:: Document extract ::
++++++++++++++++++++

With an eye on Omicron and the staffing shortages, the agency shortened isolation time for those who test positive for COVID-19. Infection preventionists will need to be extra vigilant.
A nurses union charges that a change in quarantine guidance for health care workers that the Centers for Disease Control and Prevention (CDC) issued yesterday makes nurses more vulnerable to COVID-19 in the face Omicron, and what the union says “could be the most devastating COVID-19 surge yet….”
National Nurses United noted its concerns in a letter to CDC Director Rochelle Walensky, after the CDC shortened the recommended isolation time for health care workers exposed to COVID-19 in high-risk situations from 10 to 7 days.
The CDC argues that “these updates provide health care facilities with the strategies to limit the effects of staff shortages caused by COVID-19 on patient care….”
Sharon Ward-Fore, MS, MT(ASCP), CIC, FAPIC, a member of Infection Control Today®’s (ICT®’s) Editorial Advisory Board (EAB), says that the change means that infection preventionists (IPs) will have a shorter timeframe for contact tracing of health care workers who test positive for COVID-19. “Also, since high-risk exposures no longer require quarantine, I would want to keep a separate list of this category to keep my eyes on them and who they care for just in case patient cases of those already in-house start to increase. So maybe more work for IPs in that regard.”

++++++++++++++++++++

:: Provided material ::
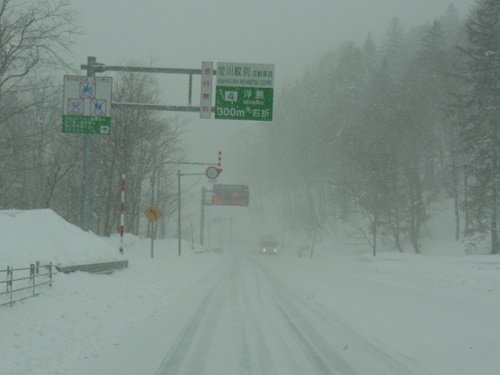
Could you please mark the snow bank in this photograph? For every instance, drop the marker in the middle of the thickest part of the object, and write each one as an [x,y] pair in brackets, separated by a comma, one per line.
[42,235]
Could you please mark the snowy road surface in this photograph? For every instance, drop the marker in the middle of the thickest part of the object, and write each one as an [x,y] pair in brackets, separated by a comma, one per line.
[249,322]
[243,313]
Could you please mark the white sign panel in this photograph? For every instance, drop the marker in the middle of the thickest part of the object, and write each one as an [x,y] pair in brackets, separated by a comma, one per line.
[87,96]
[87,105]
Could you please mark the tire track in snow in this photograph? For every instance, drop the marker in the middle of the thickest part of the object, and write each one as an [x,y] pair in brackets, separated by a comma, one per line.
[197,327]
[300,315]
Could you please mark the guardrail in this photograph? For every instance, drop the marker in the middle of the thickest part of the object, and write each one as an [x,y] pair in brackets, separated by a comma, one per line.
[22,283]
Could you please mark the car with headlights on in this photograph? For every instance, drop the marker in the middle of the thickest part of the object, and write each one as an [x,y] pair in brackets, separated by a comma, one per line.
[268,245]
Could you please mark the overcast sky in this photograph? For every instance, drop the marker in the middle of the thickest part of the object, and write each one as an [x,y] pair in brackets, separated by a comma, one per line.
[288,33]
[292,34]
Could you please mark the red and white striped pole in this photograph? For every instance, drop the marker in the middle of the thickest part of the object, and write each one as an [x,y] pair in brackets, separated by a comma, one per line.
[219,161]
[122,211]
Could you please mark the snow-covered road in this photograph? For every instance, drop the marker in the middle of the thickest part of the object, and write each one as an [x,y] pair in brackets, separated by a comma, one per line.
[251,322]
[243,313]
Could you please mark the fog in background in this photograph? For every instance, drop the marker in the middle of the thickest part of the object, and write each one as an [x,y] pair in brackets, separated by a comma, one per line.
[292,34]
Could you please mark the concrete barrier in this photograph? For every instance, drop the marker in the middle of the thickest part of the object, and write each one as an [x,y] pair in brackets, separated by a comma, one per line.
[104,267]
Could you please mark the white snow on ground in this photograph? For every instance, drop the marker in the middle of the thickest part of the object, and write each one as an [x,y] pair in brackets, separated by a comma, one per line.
[418,314]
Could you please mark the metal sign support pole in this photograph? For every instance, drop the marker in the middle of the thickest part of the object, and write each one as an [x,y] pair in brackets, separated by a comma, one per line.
[179,208]
[202,218]
[87,150]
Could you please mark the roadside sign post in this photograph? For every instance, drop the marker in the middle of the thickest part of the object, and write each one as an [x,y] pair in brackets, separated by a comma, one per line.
[87,105]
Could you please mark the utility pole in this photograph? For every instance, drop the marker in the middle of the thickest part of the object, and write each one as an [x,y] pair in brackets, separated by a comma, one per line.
[202,218]
[179,209]
[87,149]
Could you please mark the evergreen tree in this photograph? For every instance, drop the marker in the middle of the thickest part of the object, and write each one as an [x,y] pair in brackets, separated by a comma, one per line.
[480,131]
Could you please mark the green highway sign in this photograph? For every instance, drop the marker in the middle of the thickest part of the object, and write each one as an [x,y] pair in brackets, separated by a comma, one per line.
[86,124]
[87,105]
[244,92]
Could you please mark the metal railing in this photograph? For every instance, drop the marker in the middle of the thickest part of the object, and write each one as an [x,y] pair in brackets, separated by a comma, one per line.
[22,283]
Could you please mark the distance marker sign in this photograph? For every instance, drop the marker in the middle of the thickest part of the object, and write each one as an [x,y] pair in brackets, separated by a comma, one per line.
[244,91]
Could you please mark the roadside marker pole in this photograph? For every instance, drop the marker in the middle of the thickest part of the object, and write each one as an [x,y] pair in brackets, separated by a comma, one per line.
[122,211]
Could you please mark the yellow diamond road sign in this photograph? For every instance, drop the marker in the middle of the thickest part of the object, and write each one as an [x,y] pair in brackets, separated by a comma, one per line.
[153,213]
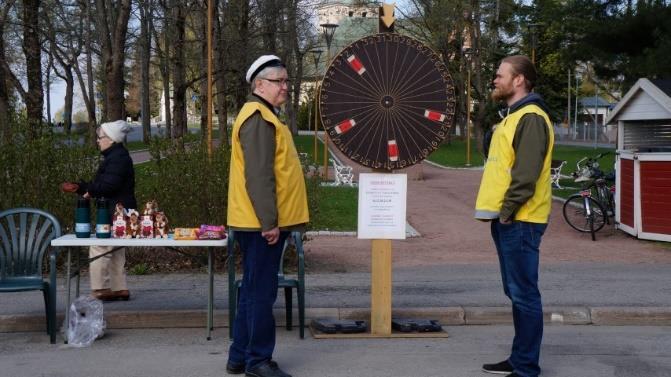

++++++++++++++++++++

:: Task instructions ::
**A)** List every professional credential that the article on the CDC's COVID-19 isolation change places after Sharon Ward-Fore's name.
**B)** Carry on the article about the CDC's shortened COVID-19 isolation guidance for health care workers, starting after its final sentence.

:: Results ::
**A)** MS, MT(ASCP), CIC, FAPIC

**B)**
Ward-Fore adds that “the real takeaway from this is the lack of vaccination has led us here and now HCW shortages are the payback.”
Walensky spelled out the reasoning behind the change in a statement. “Our goal is to keep health care personnel and patients safe, and to address and prevent undue burden on our health care facilities.”
If the CDC’s focus is keeping health care workers protected, this isn’t the way to do it, says National Nurses United in a letter signed by that organization’s president, Zenei Triunfo-Cortez. “Now is not the time to relax protections,” writes Triunfo-Cortez, noting that 476 nurses are among the 4686 health care workers who’ve died in the pandemic…. Too many of us have experienced deep moral distress and injury caused by the abandonment of our health and safety by our employers and governments during the pandemic. We continue to have to fight for the workplace protections we need to care for our patients safely.”
Heather Saunders, MPH, RN, CIC, another ICT® EAB member, said that “it looks like the major change is shortening the isolation period for infected health care workers from 10 to 7 days as a baseline, conventional method. I find it interesting that that is only if they test negative, when previously we’ve said do not test for 90 days after infection. The guidance document further allows for no isolation at all of health care workers when a health care facility is experiencing a staffing crisis!”
Saunders says that IPs will need to carefully plan how they’ll prevent infection from health care workers who have COVID-19 during those staffing crises.
“One option would be having them assigned to COVID positive patients/wards and separated from non-COVID positive staff (e.g., COVID positive break room or nursing station for staff working on the COVID unit who are positive).”
Saunders says the guidance will offer some relief to understaffed health care systems, “but it doesn’t come without risk. We’ll need to have policies for how to allow COVID positive staff to work, and work safely without resulting in further transmission of COVID-19 in our health care facilities while we maintain our capacity for operations.”